# What to produce
In the listing below, reproduce without alteration the lines beginning with the line that contains "We need ground-truth boxes for railing" and continuing through the line that contains "[46,262,118,400]", including both of those lines.

# Material supplied
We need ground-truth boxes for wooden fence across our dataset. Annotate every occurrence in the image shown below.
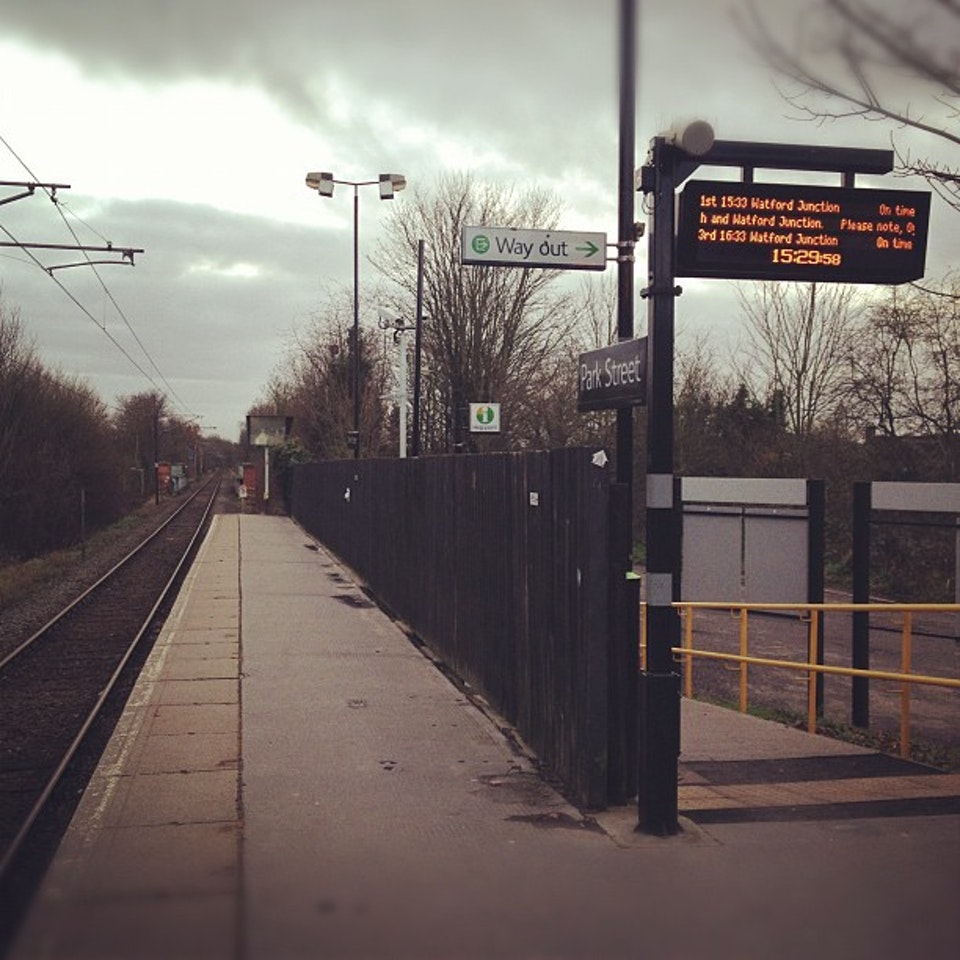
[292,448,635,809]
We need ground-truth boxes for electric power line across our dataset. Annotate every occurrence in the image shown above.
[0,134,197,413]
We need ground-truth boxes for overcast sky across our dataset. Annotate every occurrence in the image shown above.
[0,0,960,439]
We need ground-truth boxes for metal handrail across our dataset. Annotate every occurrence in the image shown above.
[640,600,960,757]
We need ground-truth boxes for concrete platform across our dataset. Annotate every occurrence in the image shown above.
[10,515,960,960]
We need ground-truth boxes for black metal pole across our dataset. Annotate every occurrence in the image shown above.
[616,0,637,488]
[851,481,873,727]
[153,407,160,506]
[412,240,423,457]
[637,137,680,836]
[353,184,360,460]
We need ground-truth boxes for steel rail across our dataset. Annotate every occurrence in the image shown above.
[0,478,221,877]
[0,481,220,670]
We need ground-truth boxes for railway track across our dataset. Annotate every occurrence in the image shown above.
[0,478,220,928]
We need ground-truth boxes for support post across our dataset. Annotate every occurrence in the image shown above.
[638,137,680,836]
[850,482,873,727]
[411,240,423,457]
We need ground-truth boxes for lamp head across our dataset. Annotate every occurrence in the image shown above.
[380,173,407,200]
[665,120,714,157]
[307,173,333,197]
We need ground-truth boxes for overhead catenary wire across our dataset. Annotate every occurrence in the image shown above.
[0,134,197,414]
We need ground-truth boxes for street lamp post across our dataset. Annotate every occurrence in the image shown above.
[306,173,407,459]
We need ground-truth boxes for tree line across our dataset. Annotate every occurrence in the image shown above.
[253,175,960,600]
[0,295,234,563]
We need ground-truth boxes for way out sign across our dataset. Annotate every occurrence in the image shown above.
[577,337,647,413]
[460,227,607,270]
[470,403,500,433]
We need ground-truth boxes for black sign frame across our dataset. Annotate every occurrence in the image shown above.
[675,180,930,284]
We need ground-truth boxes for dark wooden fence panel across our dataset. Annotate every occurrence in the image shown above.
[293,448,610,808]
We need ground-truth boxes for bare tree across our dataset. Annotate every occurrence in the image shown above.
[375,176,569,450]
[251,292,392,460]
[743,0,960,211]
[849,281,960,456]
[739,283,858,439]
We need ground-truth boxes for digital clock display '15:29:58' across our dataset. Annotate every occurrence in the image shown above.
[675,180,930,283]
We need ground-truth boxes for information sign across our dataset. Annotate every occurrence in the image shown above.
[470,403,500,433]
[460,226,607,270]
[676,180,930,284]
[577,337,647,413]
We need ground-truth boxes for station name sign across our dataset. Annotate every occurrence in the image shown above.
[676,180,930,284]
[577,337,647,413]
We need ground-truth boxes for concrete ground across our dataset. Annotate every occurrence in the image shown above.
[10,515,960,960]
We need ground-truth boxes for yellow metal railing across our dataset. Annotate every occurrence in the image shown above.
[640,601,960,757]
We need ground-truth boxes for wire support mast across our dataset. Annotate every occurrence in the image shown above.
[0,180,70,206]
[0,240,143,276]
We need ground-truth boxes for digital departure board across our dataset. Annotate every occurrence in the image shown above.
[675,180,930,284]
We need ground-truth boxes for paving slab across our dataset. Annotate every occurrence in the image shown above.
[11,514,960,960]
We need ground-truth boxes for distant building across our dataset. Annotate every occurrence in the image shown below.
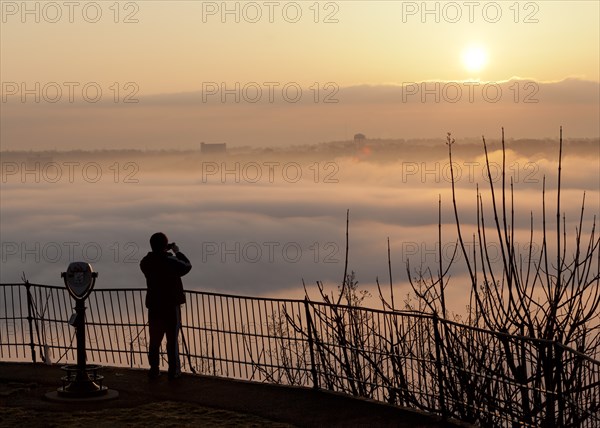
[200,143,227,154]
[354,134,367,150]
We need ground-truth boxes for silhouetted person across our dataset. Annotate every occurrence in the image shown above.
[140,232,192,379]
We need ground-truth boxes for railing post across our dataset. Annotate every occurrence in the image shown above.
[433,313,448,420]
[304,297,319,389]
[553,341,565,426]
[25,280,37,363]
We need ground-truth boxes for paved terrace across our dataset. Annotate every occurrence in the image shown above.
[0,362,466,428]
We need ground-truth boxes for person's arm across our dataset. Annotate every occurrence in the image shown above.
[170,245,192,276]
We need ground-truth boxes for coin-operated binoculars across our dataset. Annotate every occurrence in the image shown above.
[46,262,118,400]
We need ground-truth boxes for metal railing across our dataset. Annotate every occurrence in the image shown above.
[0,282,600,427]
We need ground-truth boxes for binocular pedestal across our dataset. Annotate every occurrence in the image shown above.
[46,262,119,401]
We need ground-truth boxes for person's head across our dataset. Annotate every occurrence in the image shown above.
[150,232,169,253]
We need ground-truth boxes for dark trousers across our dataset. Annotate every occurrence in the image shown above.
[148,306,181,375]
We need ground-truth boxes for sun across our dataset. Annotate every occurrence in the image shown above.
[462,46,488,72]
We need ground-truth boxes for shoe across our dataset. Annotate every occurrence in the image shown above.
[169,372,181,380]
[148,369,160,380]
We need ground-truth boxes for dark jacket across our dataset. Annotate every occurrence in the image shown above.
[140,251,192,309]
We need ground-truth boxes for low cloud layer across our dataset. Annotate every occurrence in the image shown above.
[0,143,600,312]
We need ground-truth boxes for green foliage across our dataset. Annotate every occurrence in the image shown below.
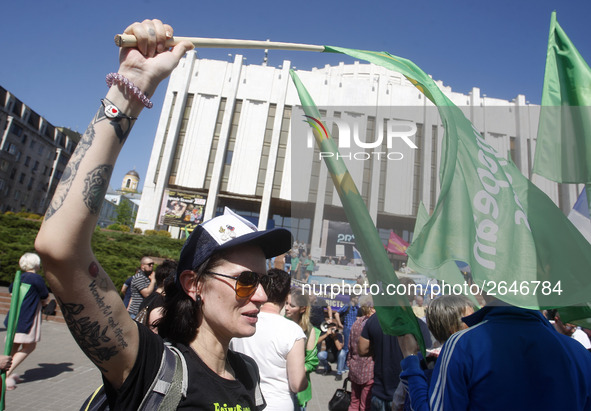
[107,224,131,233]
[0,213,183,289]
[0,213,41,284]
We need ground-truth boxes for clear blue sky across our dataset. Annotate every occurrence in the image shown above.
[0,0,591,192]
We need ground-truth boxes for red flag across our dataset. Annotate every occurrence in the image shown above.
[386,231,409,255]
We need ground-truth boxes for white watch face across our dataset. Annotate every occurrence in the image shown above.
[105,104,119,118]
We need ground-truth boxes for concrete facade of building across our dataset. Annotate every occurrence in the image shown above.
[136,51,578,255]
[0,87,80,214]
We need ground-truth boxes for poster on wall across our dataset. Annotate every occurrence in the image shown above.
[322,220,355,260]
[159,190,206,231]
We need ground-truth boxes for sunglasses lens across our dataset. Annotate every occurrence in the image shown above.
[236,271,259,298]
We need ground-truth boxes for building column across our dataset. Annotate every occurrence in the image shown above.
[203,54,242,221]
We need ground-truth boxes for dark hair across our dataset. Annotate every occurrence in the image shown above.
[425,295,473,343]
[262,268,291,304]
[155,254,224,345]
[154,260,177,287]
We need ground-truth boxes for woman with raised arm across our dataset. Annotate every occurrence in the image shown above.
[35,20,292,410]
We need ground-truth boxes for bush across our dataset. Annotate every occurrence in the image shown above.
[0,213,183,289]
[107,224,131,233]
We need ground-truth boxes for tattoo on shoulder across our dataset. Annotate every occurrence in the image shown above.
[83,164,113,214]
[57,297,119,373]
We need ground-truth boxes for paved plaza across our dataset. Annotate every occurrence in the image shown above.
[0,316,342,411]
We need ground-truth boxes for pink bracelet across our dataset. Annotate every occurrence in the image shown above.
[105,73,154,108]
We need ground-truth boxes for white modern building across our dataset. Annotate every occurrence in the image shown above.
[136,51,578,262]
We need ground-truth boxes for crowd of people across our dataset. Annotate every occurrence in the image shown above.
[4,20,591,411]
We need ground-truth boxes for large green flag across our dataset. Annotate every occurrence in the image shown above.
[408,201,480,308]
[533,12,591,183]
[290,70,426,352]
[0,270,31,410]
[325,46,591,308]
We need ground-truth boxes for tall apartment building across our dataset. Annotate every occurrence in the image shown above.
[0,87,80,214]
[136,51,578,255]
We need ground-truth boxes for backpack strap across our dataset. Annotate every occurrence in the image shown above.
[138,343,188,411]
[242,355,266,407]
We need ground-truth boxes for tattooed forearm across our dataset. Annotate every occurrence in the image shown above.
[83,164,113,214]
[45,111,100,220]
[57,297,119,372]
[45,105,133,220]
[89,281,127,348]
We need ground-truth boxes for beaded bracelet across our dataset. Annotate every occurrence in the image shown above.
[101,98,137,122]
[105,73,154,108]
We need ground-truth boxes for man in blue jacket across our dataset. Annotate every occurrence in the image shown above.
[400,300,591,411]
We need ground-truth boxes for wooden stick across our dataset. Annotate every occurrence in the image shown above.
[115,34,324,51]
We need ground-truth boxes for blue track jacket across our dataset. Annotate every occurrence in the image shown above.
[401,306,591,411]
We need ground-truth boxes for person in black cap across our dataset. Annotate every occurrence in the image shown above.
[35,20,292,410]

# Response
We need ground-truth boxes for railing post across our dataset. Annotate every occurrence in the image shown above.
[433,313,448,420]
[304,297,319,389]
[553,341,565,426]
[25,280,37,363]
We need ground-truth boxes for paved terrace across our dataset. Annotate every occurrence in the image shown above.
[0,362,466,428]
We need ground-truth boxes for person's arm across our dataset. Annotate every occurrence in the image shown above.
[170,245,192,276]
We need ground-truth boxes for coin-operated binoculars across our dataset. Annotate every occurrence in the image shown above.
[46,262,118,400]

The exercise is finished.